Brief | Repeat word for word the passage of the forum post on how attitudes change that opens with the words containing "Lets say a girl" and closes with "to them again.".

Excerpt provided |
┄┄┄┄┄┄┄┄┄┄
Lets say a girl gets taught to be a prude because her mother is a prude, the day she gets out the house she might become a total slag. If what you say is true then there would be not be prostitutes that come from good homes roaming the street. I have a friend, all she ever wanted to do was be a concert pianist. Her parents told her that she is wasting her time and she should get a real job. She was an only child and when left school she took a loan and studied music. She got a masters degree in music and when she completed her studies, she got on a plane on the 29th of January 1995 to go to London to play the piano. She never ever spoke to her parents again. She is a lovely person, who hates her parants to such a degree that she will never speak to them again.

The bottom line is that nothing in life is black and white nor simple. Life comes in shades of grey and is fuzzy and fluid. We evolve on a daily basis. The problem is that people who live in a black & white world do not see he changes in themselves. They believe that their mental machinery is cast in stone and never changes. The ones that spent their lives fighting with their own mental states are able to look inwards and see the changes, and because of this are able to see the changes in others. 

So, I will say without a  doubt that my own attitudes towards various issues & people have changed over the years (I won't use the word matured because that is also a fallacy) the fact that one holds a particular view of the world (that is generally similar to that of your society) by no means mean that it is mature. Anyway, what is mature thinking, how can a person profess to have mature thinking if they have never spent any time thinking about thought processes, about what makes us tick, they've never read any classics, philosophy, they've never experienced real tragedy nor the anguish of others. All they did was spend their lives in their closed societal worlds. No, I think that our thinking / attitudes evolve and we grow older.




> Parents shouldn't only advise, they should make the rules, enforce the rules and lead by example.
┄┄┄┄┄┄┄┄┄┄
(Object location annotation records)

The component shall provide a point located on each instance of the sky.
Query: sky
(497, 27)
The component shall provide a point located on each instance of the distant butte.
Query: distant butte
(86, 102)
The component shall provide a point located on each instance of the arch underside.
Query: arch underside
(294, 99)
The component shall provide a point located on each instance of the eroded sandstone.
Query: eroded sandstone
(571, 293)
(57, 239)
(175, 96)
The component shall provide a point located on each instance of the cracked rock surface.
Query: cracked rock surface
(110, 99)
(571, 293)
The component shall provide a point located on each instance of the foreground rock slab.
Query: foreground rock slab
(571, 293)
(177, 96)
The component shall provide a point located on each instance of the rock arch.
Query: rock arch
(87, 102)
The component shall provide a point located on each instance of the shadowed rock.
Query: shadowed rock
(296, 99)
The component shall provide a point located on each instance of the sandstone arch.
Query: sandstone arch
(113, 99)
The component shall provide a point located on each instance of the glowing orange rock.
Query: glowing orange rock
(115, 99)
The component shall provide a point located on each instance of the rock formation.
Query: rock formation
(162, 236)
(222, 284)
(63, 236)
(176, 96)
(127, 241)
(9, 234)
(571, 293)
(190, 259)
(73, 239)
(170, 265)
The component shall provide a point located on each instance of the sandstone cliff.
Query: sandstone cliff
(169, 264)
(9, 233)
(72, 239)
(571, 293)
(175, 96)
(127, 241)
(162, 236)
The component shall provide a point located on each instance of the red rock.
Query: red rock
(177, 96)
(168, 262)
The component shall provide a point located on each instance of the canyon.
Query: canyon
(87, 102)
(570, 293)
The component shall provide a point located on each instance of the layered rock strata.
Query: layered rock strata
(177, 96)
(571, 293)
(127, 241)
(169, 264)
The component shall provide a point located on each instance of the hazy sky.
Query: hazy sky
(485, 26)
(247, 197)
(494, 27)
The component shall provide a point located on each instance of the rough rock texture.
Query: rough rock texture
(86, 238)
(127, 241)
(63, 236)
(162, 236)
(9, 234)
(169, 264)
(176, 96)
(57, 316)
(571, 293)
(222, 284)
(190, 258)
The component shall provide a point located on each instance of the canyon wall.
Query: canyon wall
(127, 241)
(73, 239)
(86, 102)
┄┄┄┄┄┄┄┄┄┄
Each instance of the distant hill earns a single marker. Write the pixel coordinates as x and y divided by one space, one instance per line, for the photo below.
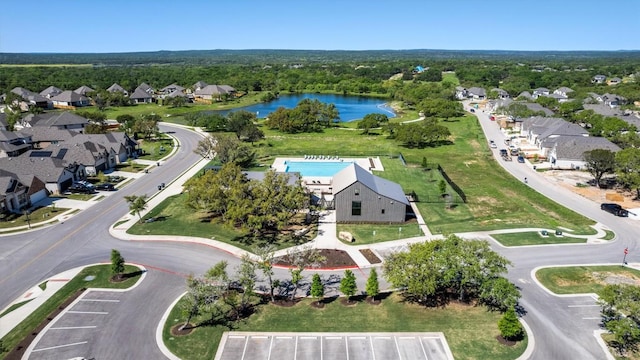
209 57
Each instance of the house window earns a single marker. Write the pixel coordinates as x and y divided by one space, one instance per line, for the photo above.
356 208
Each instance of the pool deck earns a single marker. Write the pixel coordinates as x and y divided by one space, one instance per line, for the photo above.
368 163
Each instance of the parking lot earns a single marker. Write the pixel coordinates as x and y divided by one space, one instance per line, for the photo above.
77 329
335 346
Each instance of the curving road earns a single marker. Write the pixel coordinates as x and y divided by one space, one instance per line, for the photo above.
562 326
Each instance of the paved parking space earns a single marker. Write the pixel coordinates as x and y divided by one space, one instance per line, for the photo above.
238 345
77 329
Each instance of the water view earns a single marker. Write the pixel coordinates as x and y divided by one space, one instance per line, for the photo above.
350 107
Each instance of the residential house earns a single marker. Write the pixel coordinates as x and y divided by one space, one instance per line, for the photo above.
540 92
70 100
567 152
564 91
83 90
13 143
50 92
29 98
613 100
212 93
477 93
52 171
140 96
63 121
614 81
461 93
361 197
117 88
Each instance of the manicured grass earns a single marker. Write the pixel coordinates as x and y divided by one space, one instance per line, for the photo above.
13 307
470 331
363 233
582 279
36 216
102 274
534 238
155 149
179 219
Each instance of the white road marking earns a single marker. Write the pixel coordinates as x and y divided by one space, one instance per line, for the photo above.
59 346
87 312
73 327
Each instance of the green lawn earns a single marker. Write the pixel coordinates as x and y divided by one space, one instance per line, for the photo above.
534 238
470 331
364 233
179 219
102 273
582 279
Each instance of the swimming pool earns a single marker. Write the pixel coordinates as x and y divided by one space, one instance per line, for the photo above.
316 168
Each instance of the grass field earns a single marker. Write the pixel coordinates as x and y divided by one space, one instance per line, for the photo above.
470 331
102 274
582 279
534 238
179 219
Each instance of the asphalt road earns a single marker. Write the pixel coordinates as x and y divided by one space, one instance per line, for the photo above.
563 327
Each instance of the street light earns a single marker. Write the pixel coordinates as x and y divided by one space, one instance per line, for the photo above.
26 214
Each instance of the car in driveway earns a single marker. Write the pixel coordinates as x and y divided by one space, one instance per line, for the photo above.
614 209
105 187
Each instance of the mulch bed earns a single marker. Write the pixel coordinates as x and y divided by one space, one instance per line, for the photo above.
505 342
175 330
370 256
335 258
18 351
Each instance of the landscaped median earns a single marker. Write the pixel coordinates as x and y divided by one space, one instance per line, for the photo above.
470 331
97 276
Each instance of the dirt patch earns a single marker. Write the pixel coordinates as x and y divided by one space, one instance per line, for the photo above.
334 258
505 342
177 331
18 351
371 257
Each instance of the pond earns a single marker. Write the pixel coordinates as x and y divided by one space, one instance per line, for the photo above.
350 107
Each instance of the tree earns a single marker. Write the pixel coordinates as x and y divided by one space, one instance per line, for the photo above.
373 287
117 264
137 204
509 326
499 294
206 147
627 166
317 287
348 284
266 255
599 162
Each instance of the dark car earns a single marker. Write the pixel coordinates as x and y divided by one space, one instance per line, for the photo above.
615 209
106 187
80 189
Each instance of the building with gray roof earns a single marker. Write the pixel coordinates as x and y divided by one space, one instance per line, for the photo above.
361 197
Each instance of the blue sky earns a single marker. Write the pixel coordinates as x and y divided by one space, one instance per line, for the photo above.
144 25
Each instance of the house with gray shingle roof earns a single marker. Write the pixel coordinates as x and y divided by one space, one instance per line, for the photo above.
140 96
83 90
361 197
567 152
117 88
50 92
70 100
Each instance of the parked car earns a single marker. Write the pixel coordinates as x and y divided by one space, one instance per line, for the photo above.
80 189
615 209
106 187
┄┄┄┄┄┄┄┄┄┄
Answer |
Lets say a girl gets taught to be a prude because her mother is a prude, the day she gets out the house she might become a total slag. If what you say is true then there would be not be prostitutes that come from good homes roaming the street. I have a friend, all she ever wanted to do was be a concert pianist. Her parents told her that she is wasting her time and she should get a real job. She was an only child and when left school she took a loan and studied music. She got a masters degree in music and when she completed her studies, she got on a plane on the 29th of January 1995 to go to London to play the piano. She never ever spoke to her parents again. She is a lovely person, who hates her parants to such a degree that she will never speak to them again.